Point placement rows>

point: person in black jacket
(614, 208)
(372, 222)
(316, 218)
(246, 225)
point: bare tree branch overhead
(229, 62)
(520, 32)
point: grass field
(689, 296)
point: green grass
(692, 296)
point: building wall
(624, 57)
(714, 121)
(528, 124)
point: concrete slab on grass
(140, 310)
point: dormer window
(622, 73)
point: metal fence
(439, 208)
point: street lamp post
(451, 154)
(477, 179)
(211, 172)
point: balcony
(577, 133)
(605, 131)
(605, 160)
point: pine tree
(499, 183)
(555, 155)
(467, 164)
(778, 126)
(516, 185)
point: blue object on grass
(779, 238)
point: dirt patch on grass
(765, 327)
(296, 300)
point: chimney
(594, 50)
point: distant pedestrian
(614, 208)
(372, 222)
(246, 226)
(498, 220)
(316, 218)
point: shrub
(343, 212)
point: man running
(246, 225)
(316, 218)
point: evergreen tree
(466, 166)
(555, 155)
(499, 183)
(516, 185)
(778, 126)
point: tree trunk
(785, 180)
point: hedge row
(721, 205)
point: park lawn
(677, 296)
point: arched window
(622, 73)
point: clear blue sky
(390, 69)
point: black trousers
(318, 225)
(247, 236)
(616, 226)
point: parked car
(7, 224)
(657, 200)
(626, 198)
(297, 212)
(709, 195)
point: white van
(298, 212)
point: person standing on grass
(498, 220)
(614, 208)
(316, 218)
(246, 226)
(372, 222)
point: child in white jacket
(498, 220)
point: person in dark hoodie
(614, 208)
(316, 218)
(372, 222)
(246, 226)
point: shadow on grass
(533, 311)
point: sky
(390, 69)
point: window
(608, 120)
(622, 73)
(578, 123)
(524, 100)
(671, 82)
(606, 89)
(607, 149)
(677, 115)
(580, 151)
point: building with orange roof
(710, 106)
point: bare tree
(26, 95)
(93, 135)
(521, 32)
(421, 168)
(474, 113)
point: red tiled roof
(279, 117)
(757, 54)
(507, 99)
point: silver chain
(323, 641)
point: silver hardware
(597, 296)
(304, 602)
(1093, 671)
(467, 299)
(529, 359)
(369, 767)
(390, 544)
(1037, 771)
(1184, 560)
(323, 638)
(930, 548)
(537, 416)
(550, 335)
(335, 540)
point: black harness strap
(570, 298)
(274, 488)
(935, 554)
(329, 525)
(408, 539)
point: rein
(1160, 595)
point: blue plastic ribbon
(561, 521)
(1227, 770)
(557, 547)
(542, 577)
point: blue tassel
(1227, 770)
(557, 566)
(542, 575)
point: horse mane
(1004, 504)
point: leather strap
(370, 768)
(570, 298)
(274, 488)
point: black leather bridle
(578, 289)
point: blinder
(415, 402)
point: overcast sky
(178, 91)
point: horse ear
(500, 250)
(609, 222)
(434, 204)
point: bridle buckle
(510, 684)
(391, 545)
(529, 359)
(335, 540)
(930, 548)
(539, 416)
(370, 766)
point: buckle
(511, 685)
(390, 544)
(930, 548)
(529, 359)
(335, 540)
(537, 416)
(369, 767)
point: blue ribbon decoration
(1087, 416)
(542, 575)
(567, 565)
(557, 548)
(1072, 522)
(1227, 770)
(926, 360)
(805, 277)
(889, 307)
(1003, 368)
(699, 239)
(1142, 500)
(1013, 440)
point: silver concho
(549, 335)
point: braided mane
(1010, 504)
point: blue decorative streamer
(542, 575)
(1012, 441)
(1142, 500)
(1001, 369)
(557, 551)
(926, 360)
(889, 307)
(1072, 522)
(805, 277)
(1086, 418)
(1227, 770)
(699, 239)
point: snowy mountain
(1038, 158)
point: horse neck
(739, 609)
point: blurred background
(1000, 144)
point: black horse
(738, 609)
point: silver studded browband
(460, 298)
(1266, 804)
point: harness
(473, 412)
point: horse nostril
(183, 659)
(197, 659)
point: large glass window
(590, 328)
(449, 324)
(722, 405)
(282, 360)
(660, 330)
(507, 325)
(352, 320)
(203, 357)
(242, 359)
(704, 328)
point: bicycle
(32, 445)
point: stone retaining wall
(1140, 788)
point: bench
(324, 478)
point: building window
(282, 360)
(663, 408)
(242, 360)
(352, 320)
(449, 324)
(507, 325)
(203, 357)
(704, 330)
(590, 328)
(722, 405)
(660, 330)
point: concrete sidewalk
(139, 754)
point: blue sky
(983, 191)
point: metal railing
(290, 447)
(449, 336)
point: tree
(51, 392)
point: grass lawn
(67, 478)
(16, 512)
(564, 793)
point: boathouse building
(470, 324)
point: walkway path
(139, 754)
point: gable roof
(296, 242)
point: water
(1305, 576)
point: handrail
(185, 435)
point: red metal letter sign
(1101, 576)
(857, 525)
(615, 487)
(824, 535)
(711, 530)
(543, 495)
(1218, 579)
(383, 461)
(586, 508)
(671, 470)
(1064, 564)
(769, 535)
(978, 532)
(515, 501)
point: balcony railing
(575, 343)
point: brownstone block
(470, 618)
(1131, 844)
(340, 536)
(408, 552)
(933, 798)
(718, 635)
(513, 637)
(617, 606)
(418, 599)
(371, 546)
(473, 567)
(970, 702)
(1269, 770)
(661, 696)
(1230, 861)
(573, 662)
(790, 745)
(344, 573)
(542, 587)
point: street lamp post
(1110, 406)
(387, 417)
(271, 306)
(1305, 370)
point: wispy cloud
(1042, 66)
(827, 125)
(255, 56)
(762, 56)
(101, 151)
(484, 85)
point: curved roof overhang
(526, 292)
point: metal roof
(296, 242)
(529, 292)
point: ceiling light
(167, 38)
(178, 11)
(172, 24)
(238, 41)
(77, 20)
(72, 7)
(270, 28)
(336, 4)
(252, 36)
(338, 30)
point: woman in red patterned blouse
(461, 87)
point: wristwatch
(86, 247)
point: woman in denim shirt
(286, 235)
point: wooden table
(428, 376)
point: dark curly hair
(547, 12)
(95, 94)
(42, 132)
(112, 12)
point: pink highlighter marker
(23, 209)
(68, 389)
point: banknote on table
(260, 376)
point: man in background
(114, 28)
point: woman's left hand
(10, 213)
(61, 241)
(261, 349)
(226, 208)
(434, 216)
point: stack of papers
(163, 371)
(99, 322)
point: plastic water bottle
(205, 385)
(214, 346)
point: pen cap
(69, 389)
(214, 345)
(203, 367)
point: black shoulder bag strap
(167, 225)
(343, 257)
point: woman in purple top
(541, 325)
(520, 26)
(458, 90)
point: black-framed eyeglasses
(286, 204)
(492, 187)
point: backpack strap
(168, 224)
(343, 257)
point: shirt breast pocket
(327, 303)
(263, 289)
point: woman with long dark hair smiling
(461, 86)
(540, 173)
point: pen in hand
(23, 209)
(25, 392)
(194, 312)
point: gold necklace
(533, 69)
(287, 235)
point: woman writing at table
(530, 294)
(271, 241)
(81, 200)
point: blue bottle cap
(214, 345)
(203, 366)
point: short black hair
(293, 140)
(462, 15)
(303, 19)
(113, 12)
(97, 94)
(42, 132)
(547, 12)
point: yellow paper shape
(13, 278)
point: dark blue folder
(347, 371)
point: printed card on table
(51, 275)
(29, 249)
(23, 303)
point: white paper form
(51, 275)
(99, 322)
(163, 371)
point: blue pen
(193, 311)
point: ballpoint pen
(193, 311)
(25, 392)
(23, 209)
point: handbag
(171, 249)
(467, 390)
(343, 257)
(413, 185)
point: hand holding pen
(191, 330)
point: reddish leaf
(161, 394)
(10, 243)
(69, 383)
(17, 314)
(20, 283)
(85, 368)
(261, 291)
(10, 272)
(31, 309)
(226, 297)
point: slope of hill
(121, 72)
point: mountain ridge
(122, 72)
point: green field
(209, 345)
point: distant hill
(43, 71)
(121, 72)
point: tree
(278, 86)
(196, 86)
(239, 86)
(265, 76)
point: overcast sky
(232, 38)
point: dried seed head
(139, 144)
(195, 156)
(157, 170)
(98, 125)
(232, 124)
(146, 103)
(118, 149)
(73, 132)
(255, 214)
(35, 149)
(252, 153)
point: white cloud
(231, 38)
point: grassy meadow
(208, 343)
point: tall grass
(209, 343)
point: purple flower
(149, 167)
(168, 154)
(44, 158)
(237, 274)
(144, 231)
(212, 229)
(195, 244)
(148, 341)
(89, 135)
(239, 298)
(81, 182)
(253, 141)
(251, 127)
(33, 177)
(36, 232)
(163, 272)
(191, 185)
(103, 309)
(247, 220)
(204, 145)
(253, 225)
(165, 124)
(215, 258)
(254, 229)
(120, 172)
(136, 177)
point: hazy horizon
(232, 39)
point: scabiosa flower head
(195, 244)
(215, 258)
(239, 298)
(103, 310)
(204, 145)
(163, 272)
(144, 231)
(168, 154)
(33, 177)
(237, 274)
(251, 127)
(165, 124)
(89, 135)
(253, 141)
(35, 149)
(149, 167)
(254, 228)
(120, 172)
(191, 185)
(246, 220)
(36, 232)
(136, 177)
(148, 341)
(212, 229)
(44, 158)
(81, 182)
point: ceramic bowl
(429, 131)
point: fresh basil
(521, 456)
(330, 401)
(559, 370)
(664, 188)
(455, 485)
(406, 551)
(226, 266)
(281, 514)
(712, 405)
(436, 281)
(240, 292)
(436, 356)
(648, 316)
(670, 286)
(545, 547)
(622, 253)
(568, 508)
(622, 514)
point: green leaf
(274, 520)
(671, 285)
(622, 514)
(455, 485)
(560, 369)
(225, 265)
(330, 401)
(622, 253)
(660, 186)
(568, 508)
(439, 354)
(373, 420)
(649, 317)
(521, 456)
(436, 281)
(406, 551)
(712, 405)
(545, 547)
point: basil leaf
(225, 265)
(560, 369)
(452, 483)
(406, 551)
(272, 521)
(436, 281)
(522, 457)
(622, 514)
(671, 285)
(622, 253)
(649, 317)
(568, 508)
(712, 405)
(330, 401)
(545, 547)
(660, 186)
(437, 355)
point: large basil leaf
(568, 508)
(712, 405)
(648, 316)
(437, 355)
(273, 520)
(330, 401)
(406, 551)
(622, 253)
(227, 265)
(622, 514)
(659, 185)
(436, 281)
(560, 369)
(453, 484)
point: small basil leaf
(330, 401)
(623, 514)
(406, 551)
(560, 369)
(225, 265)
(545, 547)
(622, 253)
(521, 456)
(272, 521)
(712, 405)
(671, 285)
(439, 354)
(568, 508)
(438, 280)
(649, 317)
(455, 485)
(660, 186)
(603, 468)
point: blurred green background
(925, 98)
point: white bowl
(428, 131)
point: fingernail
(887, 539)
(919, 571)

Problem to solve> Recast the rows as a two-column CSV with the headers "prompt" and "coordinates", one CSV line per row. Put each row's text and its points in a single quoted field each, with line breaks turned into spaces. Begin at the start of the rows and stop after the line that contains "(1004, 504)".

Result of the task>
prompt,coordinates
"point: person in black jacket","(614, 208) (372, 222) (316, 218) (246, 225)"
"point: bare tree branch overhead","(229, 62) (520, 32)"
"point: grass field","(689, 296)"
"point: green grass","(692, 296)"
"point: building wall","(624, 57) (714, 121) (528, 124)"
"point: concrete slab on grass","(140, 310)"
"point: dormer window","(622, 73)"
"point: metal fence","(439, 208)"
"point: street lamp post","(451, 154) (477, 179) (211, 172)"
"point: balcony","(577, 133) (605, 131) (605, 160)"
"point: pine tree","(499, 183) (555, 155) (467, 164) (778, 126) (516, 185)"
"point: blue object on grass","(779, 238)"
"point: dirt patch on grass","(765, 327) (296, 300)"
"point: chimney","(594, 50)"
"point: distant pedestrian","(614, 208) (372, 222) (246, 226) (498, 220) (316, 218)"
"point: shrub","(343, 212)"
"point: man running","(246, 225) (316, 218)"
"point: evergreen tree","(466, 166) (555, 155) (499, 183) (516, 185) (778, 126)"
"point: tree trunk","(785, 180)"
"point: hedge row","(721, 205)"
"point: park lawn","(677, 296)"
"point: arched window","(622, 73)"
"point: clear blue sky","(390, 69)"
"point: black trousers","(318, 225) (247, 236) (616, 226)"
"point: parked car","(7, 224) (657, 200) (626, 198) (297, 212) (709, 195)"
"point: white van","(298, 212)"
"point: person standing on grass","(498, 220) (614, 208) (316, 218) (246, 226) (372, 222)"
"point: child in white jacket","(498, 220)"
"point: person in dark hoodie","(614, 208) (316, 218) (372, 222) (246, 226)"
"point: shadow on grass","(533, 311)"
"point: sky","(390, 69)"
"point: window","(608, 120) (622, 73) (578, 123) (524, 100) (671, 82) (606, 89) (607, 149) (677, 115) (580, 151)"
"point: building with orange roof","(710, 106)"
"point: bare tree","(26, 95) (93, 135) (521, 32) (421, 168) (474, 113)"
"point: red tiled roof","(279, 117) (757, 54) (507, 99)"
"point: silver chain","(323, 641)"
"point: silver hardware","(597, 296) (304, 602) (1093, 671) (467, 299) (529, 359) (369, 767) (390, 544) (1037, 771) (1184, 560) (323, 638) (930, 548) (537, 416) (550, 335) (335, 540)"
"point: black harness strap","(570, 298) (274, 488) (935, 554) (329, 525) (408, 539)"
"point: rein","(1160, 595)"
"point: blue plastic ribbon","(561, 521) (1227, 770) (557, 547) (542, 577)"
"point: blue tassel","(1227, 770) (557, 566) (542, 575)"
"point: horse mane","(1004, 504)"